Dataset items
----

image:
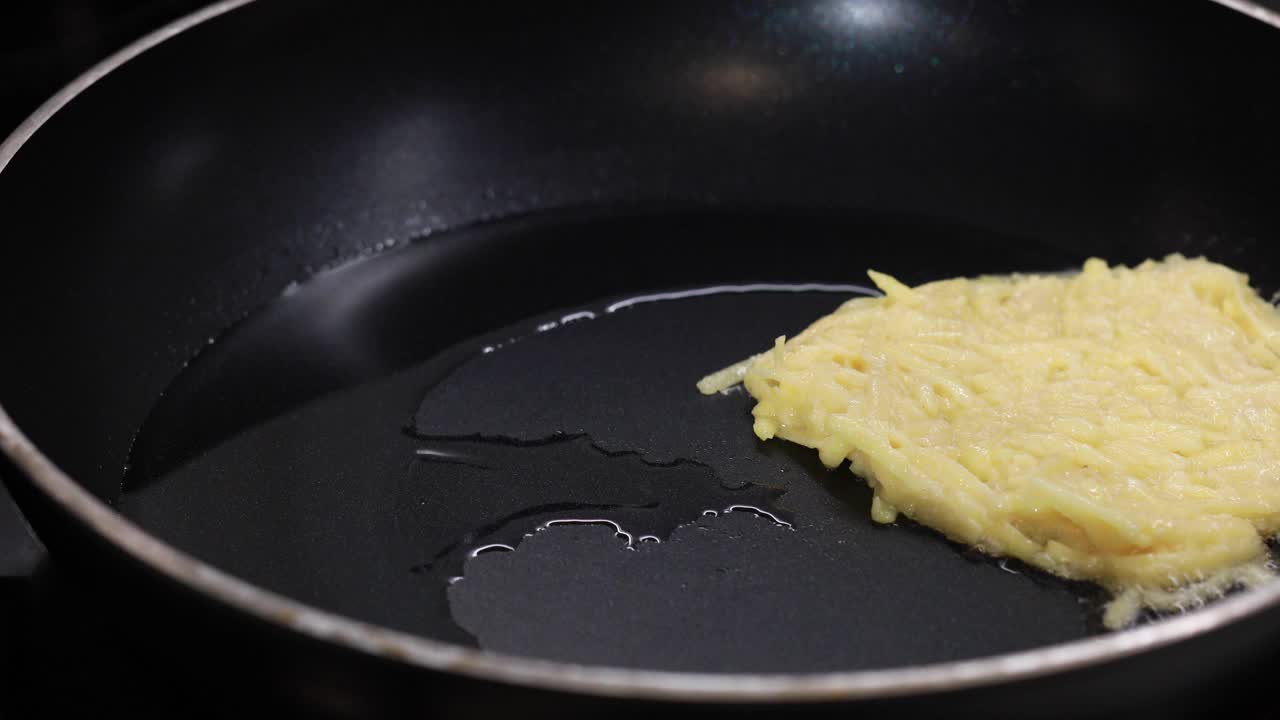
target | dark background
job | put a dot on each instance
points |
(42, 46)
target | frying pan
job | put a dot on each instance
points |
(312, 302)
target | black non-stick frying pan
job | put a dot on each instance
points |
(364, 338)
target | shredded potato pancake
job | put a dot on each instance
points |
(1116, 424)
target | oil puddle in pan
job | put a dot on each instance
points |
(595, 505)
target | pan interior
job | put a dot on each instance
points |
(493, 437)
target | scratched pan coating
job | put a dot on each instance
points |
(341, 437)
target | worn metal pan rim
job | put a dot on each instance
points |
(652, 684)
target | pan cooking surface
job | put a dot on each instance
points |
(558, 487)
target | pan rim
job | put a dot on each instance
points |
(544, 674)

----

Task to carry out ->
Rename "put a dot on each instance" to "place a point on every instance" in all the items above and give them again with everything else unchanged, leaving out the pictures.

Complete output ->
image:
target | dark background
job | place a point on every instance
points |
(42, 46)
target | frying pan
job | place a point on every instance
points |
(312, 302)
target | black non-stick frying pan
job | place a point on every instance
points |
(364, 338)
target | shredded potato pancake
job | place a point on every instance
points |
(1116, 424)
target | oil puddle in pan
job | place a point on every instance
points |
(595, 505)
target | pan interior
job | place a point on every instance
points |
(493, 437)
target | scratched pan coating
job | place a point on every instance
points |
(341, 437)
target | worn metal pan rim
job | place a point on every instance
points |
(652, 684)
target | pan cooking surface
job | place a point on every instance
points |
(558, 487)
target | pan rim
job | place a point on every instance
points |
(544, 674)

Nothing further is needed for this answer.